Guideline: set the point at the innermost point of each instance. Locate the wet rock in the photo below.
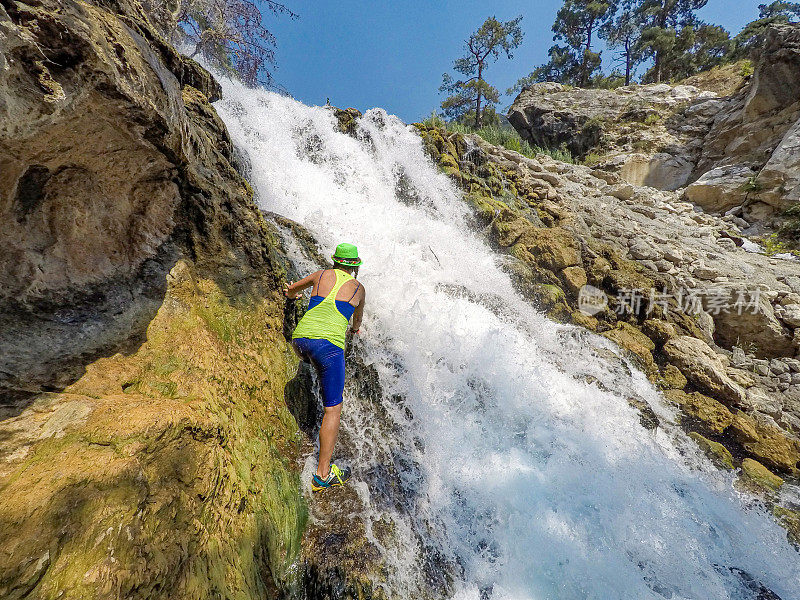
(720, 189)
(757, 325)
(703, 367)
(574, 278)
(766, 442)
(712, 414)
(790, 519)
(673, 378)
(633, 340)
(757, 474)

==

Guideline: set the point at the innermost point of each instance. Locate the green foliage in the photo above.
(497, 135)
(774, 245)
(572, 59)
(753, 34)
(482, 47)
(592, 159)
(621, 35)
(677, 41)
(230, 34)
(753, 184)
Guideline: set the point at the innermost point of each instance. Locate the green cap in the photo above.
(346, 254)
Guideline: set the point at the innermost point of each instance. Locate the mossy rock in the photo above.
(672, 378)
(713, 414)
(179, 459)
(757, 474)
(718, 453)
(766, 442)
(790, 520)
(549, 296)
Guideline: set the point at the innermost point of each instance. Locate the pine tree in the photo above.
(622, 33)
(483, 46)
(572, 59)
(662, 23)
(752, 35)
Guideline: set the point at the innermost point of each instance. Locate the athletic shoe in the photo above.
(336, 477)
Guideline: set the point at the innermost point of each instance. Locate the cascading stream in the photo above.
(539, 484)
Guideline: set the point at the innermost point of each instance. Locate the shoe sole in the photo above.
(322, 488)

* * *

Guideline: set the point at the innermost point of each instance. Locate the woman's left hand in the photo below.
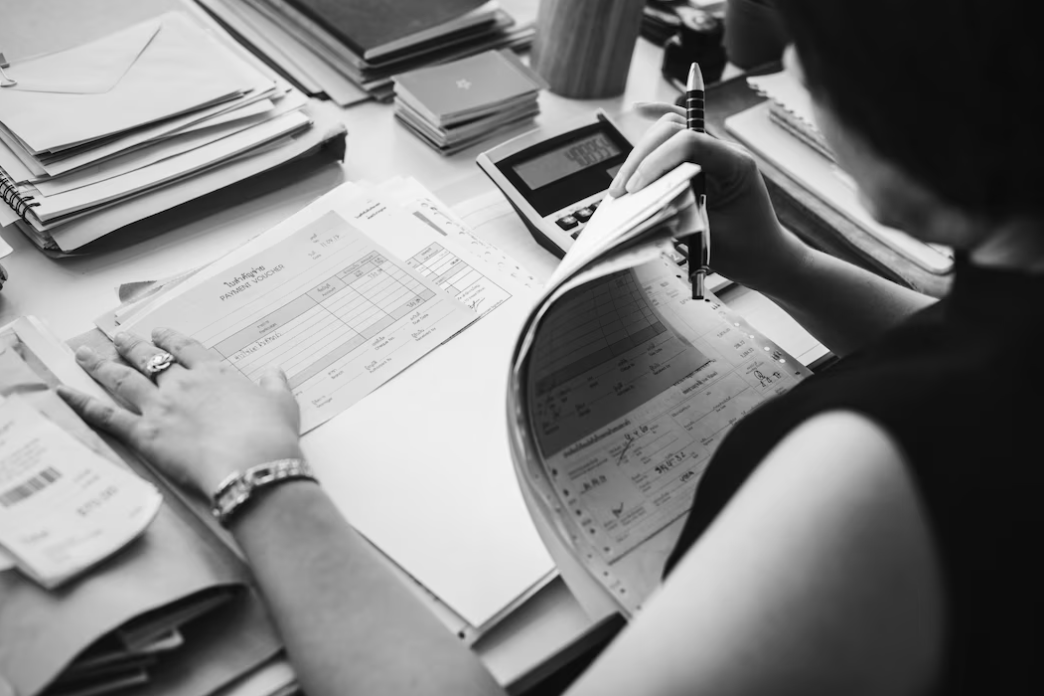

What the task asks => From the material above, list every line that contains the word "photo", treating case as significant.

Solution =>
Guideline: set the point at the innermost point of each instance. Locate the wet rock in the photo below.
Guideline: set the point at the innermost point of each instance. Locate the green foliage in the photo above.
Guideline: set the point at the innermost point of each instance. Locate the green cap in the photo above.
Guideline: set the point at the innermost point of each instance. Locate the mossy rock in the photo above.
Guideline: set the point at the innermost point of each instance. Locate the pine tree in the photo above.
Guideline: set the point at the innermost point of each instance. Locate the athletic shoe in the photo above.
Guideline: set the point at the innermost point of each instance. Locate the cascading stream in the photo above.
Guideline: set the point at the innermost point of each instance. Locate the shoe sole in the photo above.
Guideline: set the point at the innermost point of each instance. Locate the woman's left hand in the photo below.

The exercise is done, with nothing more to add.